## start Supplied information
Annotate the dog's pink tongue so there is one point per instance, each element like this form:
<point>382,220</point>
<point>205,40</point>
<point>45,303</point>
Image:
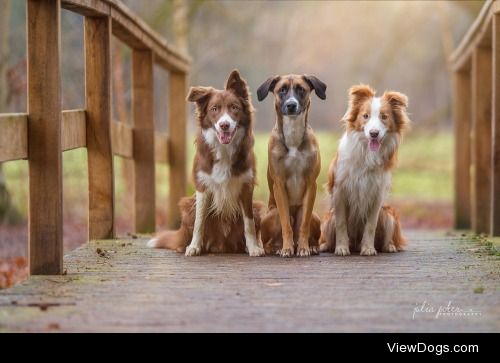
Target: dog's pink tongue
<point>374,145</point>
<point>225,137</point>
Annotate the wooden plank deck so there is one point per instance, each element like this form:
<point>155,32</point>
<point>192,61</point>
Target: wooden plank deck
<point>132,288</point>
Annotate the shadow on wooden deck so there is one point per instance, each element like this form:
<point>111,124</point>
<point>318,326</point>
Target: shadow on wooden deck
<point>128,287</point>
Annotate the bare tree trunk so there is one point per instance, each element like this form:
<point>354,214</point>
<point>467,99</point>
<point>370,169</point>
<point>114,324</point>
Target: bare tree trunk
<point>181,25</point>
<point>8,213</point>
<point>445,32</point>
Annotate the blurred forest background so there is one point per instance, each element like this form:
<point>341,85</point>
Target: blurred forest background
<point>401,45</point>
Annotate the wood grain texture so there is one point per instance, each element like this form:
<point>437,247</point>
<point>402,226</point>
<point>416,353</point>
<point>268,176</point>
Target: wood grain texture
<point>144,140</point>
<point>132,288</point>
<point>133,31</point>
<point>177,152</point>
<point>44,137</point>
<point>87,7</point>
<point>161,148</point>
<point>74,129</point>
<point>122,139</point>
<point>481,139</point>
<point>461,57</point>
<point>13,136</point>
<point>462,117</point>
<point>495,183</point>
<point>98,105</point>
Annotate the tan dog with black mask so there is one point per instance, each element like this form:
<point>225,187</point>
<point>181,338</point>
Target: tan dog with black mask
<point>293,167</point>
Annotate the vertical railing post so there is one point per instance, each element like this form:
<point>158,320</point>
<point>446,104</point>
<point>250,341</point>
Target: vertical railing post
<point>177,145</point>
<point>495,185</point>
<point>44,137</point>
<point>481,140</point>
<point>144,162</point>
<point>462,118</point>
<point>97,32</point>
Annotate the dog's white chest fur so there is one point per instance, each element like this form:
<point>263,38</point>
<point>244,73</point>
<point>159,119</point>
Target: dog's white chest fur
<point>295,160</point>
<point>223,188</point>
<point>360,176</point>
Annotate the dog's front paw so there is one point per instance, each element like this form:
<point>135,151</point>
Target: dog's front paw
<point>256,251</point>
<point>193,251</point>
<point>303,251</point>
<point>325,247</point>
<point>342,251</point>
<point>286,252</point>
<point>390,248</point>
<point>368,251</point>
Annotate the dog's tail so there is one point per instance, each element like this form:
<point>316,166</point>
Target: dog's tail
<point>327,237</point>
<point>179,239</point>
<point>397,236</point>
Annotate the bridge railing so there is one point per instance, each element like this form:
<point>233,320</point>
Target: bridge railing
<point>45,131</point>
<point>476,112</point>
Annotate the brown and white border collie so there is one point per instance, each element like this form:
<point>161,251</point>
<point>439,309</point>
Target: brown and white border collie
<point>359,177</point>
<point>293,167</point>
<point>221,217</point>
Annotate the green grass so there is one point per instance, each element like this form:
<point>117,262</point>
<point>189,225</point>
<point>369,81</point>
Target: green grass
<point>424,173</point>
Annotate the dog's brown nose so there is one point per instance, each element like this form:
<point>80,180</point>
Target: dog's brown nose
<point>224,126</point>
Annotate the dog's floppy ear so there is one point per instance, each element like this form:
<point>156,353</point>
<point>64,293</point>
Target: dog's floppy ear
<point>199,94</point>
<point>357,94</point>
<point>315,84</point>
<point>237,84</point>
<point>266,87</point>
<point>399,103</point>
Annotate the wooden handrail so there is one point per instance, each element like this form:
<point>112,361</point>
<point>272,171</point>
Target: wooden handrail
<point>42,134</point>
<point>478,34</point>
<point>14,137</point>
<point>133,31</point>
<point>476,112</point>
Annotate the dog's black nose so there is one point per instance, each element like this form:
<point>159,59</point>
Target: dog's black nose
<point>224,126</point>
<point>291,107</point>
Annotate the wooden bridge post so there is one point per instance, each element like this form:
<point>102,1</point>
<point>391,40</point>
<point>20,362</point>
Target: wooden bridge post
## end Supplied information
**Requirements:**
Can you recast all of the lines above as a Markdown table with a "Row" column holding a row number and a "Line" column holding the line, skipping blank lines and leaving out the pictures?

**Task output:**
| Row | Line |
|---|---|
| 1 | Annotate the dog's pink tongue so there is one point per instance, each element like this form: |
| 2 | <point>382,220</point> |
| 3 | <point>205,40</point> |
| 4 | <point>45,303</point> |
| 5 | Image: |
| 6 | Target: dog's pink tongue |
| 7 | <point>374,145</point> |
| 8 | <point>225,137</point> |
| 9 | Annotate the wooden plank deck so there is one point per instance, each element like this form: |
| 10 | <point>155,32</point> |
| 11 | <point>192,61</point> |
| 12 | Target: wooden plank deck |
| 13 | <point>132,288</point> |
| 14 | Annotate the shadow on wooden deck so there is one point per instance, each element like this form: |
| 15 | <point>111,124</point> |
| 16 | <point>318,326</point> |
| 17 | Target: shadow on wooden deck |
| 18 | <point>128,287</point> |
| 19 | Annotate the bare tree trunk so there is one point per instance, each element like this form: |
| 20 | <point>354,214</point> |
| 21 | <point>467,99</point> |
| 22 | <point>370,169</point> |
| 23 | <point>114,324</point> |
| 24 | Target: bare tree trunk |
| 25 | <point>181,25</point> |
| 26 | <point>8,213</point> |
| 27 | <point>445,32</point> |
| 28 | Annotate the blurred forest background so there is one point per instance, each element like this form: |
| 29 | <point>341,85</point> |
| 30 | Target: blurred forest background |
| 31 | <point>401,45</point> |
| 32 | Annotate the wood grain texture so there is one point per instance, each element like this form: |
| 33 | <point>437,247</point> |
| 34 | <point>402,226</point> |
| 35 | <point>416,353</point> |
| 36 | <point>268,176</point> |
| 37 | Target: wood grain texture |
| 38 | <point>144,140</point> |
| 39 | <point>132,288</point> |
| 40 | <point>133,31</point> |
| 41 | <point>177,152</point> |
| 42 | <point>44,137</point> |
| 43 | <point>87,7</point> |
| 44 | <point>161,148</point> |
| 45 | <point>74,129</point> |
| 46 | <point>122,139</point> |
| 47 | <point>481,139</point> |
| 48 | <point>461,57</point> |
| 49 | <point>13,136</point> |
| 50 | <point>462,117</point> |
| 51 | <point>495,183</point> |
| 52 | <point>98,105</point> |
| 53 | Annotate the tan dog with black mask so there is one point per instance, each element like this form: |
| 54 | <point>225,187</point> |
| 55 | <point>181,338</point> |
| 56 | Target: tan dog with black mask |
| 57 | <point>293,167</point> |
| 58 | Annotate the vertical railing post so there is one point per instance, each element like this form: |
| 59 | <point>158,320</point> |
| 60 | <point>446,104</point> |
| 61 | <point>250,341</point> |
| 62 | Target: vertical railing post |
| 63 | <point>177,145</point> |
| 64 | <point>495,185</point> |
| 65 | <point>44,137</point> |
| 66 | <point>481,140</point> |
| 67 | <point>144,162</point> |
| 68 | <point>462,118</point> |
| 69 | <point>97,32</point> |
| 70 | Annotate the dog's white chest fur so there is one point per instance, each element like this form: |
| 71 | <point>263,38</point> |
| 72 | <point>244,73</point> |
| 73 | <point>159,119</point> |
| 74 | Target: dog's white chest fur |
| 75 | <point>295,160</point> |
| 76 | <point>223,188</point> |
| 77 | <point>360,176</point> |
| 78 | Annotate the dog's front paw so there is one point per instance, each element like this form: |
| 79 | <point>135,151</point> |
| 80 | Target: dog's front paw |
| 81 | <point>256,251</point> |
| 82 | <point>193,251</point> |
| 83 | <point>303,251</point> |
| 84 | <point>325,247</point> |
| 85 | <point>342,251</point> |
| 86 | <point>286,252</point> |
| 87 | <point>390,248</point> |
| 88 | <point>368,251</point> |
| 89 | Annotate the dog's tail so there is one point per instance, each element like this form: |
| 90 | <point>316,166</point> |
| 91 | Target: dog's tail |
| 92 | <point>327,237</point> |
| 93 | <point>179,239</point> |
| 94 | <point>397,236</point> |
| 95 | Annotate the bridge railing so there is one point per instance, each element like this form: |
| 96 | <point>233,320</point> |
| 97 | Target: bridge railing |
| 98 | <point>45,131</point> |
| 99 | <point>476,112</point> |
| 100 | Annotate the brown and white border collie so there is one point per instance, each element like this form: |
| 101 | <point>161,251</point> |
| 102 | <point>439,309</point> |
| 103 | Target: brown and white border collie |
| 104 | <point>359,177</point> |
| 105 | <point>293,167</point> |
| 106 | <point>221,217</point> |
| 107 | Annotate the green grass so there is one point per instance, each element like this form: |
| 108 | <point>117,262</point> |
| 109 | <point>189,225</point> |
| 110 | <point>369,81</point> |
| 111 | Target: green grass |
| 112 | <point>424,173</point> |
| 113 | Annotate the dog's brown nose so there is one point per instance, each element like this form: |
| 114 | <point>80,180</point> |
| 115 | Target: dog's brown nose |
| 116 | <point>224,126</point> |
| 117 | Annotate the dog's floppy ear so there is one point per instance, each element like this form: |
| 118 | <point>156,353</point> |
| 119 | <point>64,293</point> |
| 120 | Target: dog's floppy ear |
| 121 | <point>199,94</point> |
| 122 | <point>357,94</point> |
| 123 | <point>315,84</point> |
| 124 | <point>237,84</point> |
| 125 | <point>266,87</point> |
| 126 | <point>399,103</point> |
| 127 | Annotate the wooden handrail so there is one point per instance, each element like this form: |
| 128 | <point>112,361</point> |
| 129 | <point>272,171</point> |
| 130 | Target: wooden handrail |
| 131 | <point>42,134</point> |
| 132 | <point>478,34</point> |
| 133 | <point>14,137</point> |
| 134 | <point>133,31</point> |
| 135 | <point>476,112</point> |
| 136 | Annotate the dog's black nose so there is one point per instance, each element like this form: |
| 137 | <point>159,59</point> |
| 138 | Target: dog's black nose |
| 139 | <point>224,126</point> |
| 140 | <point>291,107</point> |
| 141 | Annotate the wooden bridge post so there is one point per instance, each element like this form: |
| 142 | <point>102,1</point> |
| 143 | <point>391,40</point> |
| 144 | <point>20,362</point> |
| 145 | Target: wooden bridge post |